Repeat each line of the material exactly.

■ ■ ■

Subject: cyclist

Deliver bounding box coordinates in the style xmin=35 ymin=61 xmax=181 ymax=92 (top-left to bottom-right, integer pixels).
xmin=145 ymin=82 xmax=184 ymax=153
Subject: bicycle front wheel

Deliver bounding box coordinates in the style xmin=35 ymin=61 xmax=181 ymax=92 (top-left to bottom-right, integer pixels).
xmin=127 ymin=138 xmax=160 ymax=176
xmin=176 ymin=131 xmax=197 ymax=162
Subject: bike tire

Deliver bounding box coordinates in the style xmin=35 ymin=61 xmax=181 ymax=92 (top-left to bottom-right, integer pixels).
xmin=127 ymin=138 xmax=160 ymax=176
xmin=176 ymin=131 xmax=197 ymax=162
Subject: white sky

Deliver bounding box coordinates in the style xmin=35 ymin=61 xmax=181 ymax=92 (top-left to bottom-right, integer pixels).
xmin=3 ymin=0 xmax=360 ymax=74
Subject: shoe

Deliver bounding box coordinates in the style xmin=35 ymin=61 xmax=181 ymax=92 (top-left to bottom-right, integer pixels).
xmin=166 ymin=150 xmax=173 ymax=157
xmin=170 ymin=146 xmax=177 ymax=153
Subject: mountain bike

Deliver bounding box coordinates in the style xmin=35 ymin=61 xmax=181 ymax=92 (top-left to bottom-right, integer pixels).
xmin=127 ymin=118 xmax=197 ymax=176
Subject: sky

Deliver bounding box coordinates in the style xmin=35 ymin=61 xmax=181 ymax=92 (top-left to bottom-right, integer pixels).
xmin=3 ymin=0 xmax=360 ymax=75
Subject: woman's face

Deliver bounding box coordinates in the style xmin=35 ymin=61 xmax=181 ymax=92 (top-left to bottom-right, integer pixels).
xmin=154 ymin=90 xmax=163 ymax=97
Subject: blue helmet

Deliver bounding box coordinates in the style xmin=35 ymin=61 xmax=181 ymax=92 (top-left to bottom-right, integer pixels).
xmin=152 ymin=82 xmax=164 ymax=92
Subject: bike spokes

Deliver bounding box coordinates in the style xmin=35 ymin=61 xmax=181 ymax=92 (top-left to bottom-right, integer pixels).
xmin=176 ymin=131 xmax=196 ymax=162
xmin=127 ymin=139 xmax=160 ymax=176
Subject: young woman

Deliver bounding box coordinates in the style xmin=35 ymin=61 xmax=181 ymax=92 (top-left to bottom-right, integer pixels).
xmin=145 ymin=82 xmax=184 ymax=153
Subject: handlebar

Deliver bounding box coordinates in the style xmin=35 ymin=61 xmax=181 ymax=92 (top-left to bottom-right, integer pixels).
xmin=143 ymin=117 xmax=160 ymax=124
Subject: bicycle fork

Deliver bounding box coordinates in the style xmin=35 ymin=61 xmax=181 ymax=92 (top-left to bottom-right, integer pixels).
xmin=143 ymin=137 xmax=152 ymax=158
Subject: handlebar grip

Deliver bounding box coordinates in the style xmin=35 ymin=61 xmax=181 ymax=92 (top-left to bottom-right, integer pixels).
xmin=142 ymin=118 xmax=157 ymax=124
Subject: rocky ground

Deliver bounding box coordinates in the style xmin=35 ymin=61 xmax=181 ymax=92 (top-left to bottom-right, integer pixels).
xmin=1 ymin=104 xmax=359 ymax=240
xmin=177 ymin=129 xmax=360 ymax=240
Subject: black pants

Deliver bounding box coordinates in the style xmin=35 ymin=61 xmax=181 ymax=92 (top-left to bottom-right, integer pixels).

■ ■ ■

Response below:
Subject: cyclist

Deliver bounding box coordinates in the style xmin=35 ymin=61 xmax=181 ymax=92 (top-left to bottom-right, integer pixels).
xmin=145 ymin=82 xmax=184 ymax=153
Subject: bicycle front wheel

Deliver bounding box coordinates in the style xmin=35 ymin=61 xmax=181 ymax=92 (top-left to bottom-right, integer pixels).
xmin=127 ymin=138 xmax=160 ymax=176
xmin=176 ymin=131 xmax=197 ymax=162
Subject: bike tire

Deliver bounding box coordinates in the style xmin=35 ymin=61 xmax=181 ymax=92 (top-left to bottom-right, integer pixels).
xmin=127 ymin=138 xmax=160 ymax=176
xmin=176 ymin=131 xmax=197 ymax=162
Subject: white sky

Deliver bounding box coordinates in the style xmin=35 ymin=61 xmax=181 ymax=92 (top-left to bottom-right, integer pixels).
xmin=3 ymin=0 xmax=360 ymax=74
Subject: shoe

Deliver bounding box coordinates in the style xmin=35 ymin=61 xmax=181 ymax=92 (top-left to bottom-right, integer pixels).
xmin=166 ymin=150 xmax=173 ymax=157
xmin=170 ymin=146 xmax=177 ymax=153
Subject: mountain bike

Deliver bounding box coordinates in the style xmin=35 ymin=61 xmax=181 ymax=92 (top-left to bottom-right, integer pixels).
xmin=127 ymin=118 xmax=197 ymax=176
Subject: sky

Deliver bounding box coordinates in the style xmin=35 ymin=61 xmax=181 ymax=92 (top-left to bottom-right, integer pixels).
xmin=3 ymin=0 xmax=360 ymax=75
Subject: woman's face

Deliver bounding box coordinates in the style xmin=35 ymin=61 xmax=181 ymax=92 (top-left to bottom-right, integer pixels).
xmin=154 ymin=90 xmax=163 ymax=97
Subject: blue helmet

Deliver bounding box coordinates in the style xmin=35 ymin=61 xmax=181 ymax=92 (top-left to bottom-right, integer pixels).
xmin=152 ymin=82 xmax=164 ymax=92
Subject: bike spokes

Deliver bounding box coordinates in the style xmin=35 ymin=61 xmax=181 ymax=92 (top-left to bottom-right, integer pixels).
xmin=176 ymin=131 xmax=196 ymax=162
xmin=127 ymin=139 xmax=160 ymax=176
Subject: young woman

Deliver bounding box coordinates in the style xmin=35 ymin=61 xmax=181 ymax=92 (top-left to bottom-right, integer pixels).
xmin=145 ymin=82 xmax=184 ymax=153
Subject: handlebar

Deliver bounding box coordinates in the style xmin=35 ymin=61 xmax=181 ymax=92 (top-left to bottom-right, integer pixels).
xmin=143 ymin=117 xmax=160 ymax=124
Subject: bicycle fork

Deliver bounding box coordinates in the style xmin=35 ymin=61 xmax=181 ymax=92 (top-left to bottom-right, integer pixels).
xmin=143 ymin=137 xmax=152 ymax=158
Subject: handlebar grip

Deliver bounding box coordinates in the style xmin=35 ymin=61 xmax=181 ymax=92 (top-left to bottom-right, integer pixels).
xmin=142 ymin=118 xmax=157 ymax=124
Subject: rocky ground

Deliver bounding box coordinates in the style xmin=35 ymin=61 xmax=181 ymax=92 (top-left to bottom-right, integer pixels).
xmin=1 ymin=104 xmax=359 ymax=240
xmin=177 ymin=129 xmax=360 ymax=240
Subject: black pants

Deliver bounding box coordinates in the style xmin=35 ymin=61 xmax=181 ymax=92 (top-left to bottom-right, integer pixels).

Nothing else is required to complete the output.